Directions for this task: Restate all of the data exactly.

Provided records:
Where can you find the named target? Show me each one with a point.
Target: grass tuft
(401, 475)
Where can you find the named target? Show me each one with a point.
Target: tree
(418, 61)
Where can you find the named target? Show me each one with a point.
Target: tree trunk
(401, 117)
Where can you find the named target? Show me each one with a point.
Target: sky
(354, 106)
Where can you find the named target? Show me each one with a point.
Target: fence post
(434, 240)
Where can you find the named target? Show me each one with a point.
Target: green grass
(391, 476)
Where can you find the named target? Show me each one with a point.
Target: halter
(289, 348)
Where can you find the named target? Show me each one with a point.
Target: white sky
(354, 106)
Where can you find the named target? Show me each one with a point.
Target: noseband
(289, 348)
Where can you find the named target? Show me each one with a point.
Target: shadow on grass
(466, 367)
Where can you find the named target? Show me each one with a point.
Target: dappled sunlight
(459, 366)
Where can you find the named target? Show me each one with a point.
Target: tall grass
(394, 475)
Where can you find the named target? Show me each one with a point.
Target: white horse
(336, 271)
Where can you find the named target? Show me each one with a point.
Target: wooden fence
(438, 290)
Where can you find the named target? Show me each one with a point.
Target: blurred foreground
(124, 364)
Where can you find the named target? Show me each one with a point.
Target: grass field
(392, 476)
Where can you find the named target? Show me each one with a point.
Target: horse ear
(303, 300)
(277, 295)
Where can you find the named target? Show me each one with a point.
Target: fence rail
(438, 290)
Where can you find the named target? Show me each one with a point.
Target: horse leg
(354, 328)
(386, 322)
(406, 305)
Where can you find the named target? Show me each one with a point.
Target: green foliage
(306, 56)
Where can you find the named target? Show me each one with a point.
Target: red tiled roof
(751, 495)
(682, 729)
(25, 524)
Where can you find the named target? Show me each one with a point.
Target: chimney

Reply:
Where can you find the named target? Show me each one with a point.
Target: grass tuft
(401, 475)
Where can you find the named target? Show me each one with a point.
Target: tree
(418, 61)
Where can you find the named target? Show me each one with a point.
Target: tree trunk
(401, 117)
Where can you find the named target? Show me each one with a point.
Target: sky
(354, 106)
Where can you find the named target? Show me each one with a point.
Target: fence post
(434, 240)
Where can you find the named target? Show me each one with a point.
Target: green grass
(391, 476)
Where can you find the named target? Show me each one with a point.
Target: halter
(289, 348)
Where can you find the named target? Show me each one with a point.
Target: white sky
(354, 106)
Where can you find the named target? Show me each one with a point.
Target: noseband
(289, 348)
Where can you find the named target? Show me each one with a point.
Target: shadow on grass
(466, 367)
Where can you find the named target? Show me each one with a point.
Target: dappled sunlight
(459, 366)
Where can you find the named target? Show me each one with a point.
Target: tall grass
(394, 475)
Where can you find the named target? Show me each one with a point.
Target: white horse
(336, 271)
Where can you find the named target? Show me each one with a point.
Target: wooden fence
(438, 290)
Where can you find the named target? Show me each one with a point.
Target: blurred foreground
(124, 364)
Where can you find the named target? Show me each one with a point.
Target: grass field
(392, 476)
Where can you find the named target? Show me each one with a point.
Target: horse ear
(303, 300)
(277, 295)
Where can you find the named target? Show me each one with a point.
Target: fence rail
(438, 290)
Where can you find the named target? Show me each one with a point.
Target: horse leg
(354, 328)
(386, 322)
(406, 305)
Where can you find the named target? Show me each one with a point.
Target: green foliage
(306, 56)
Where can you find the named target? Show me each one with a point.
Target: red tiled roof
(751, 495)
(682, 729)
(25, 524)
Where can you find the named target? Show me each one with a point.
Target: chimney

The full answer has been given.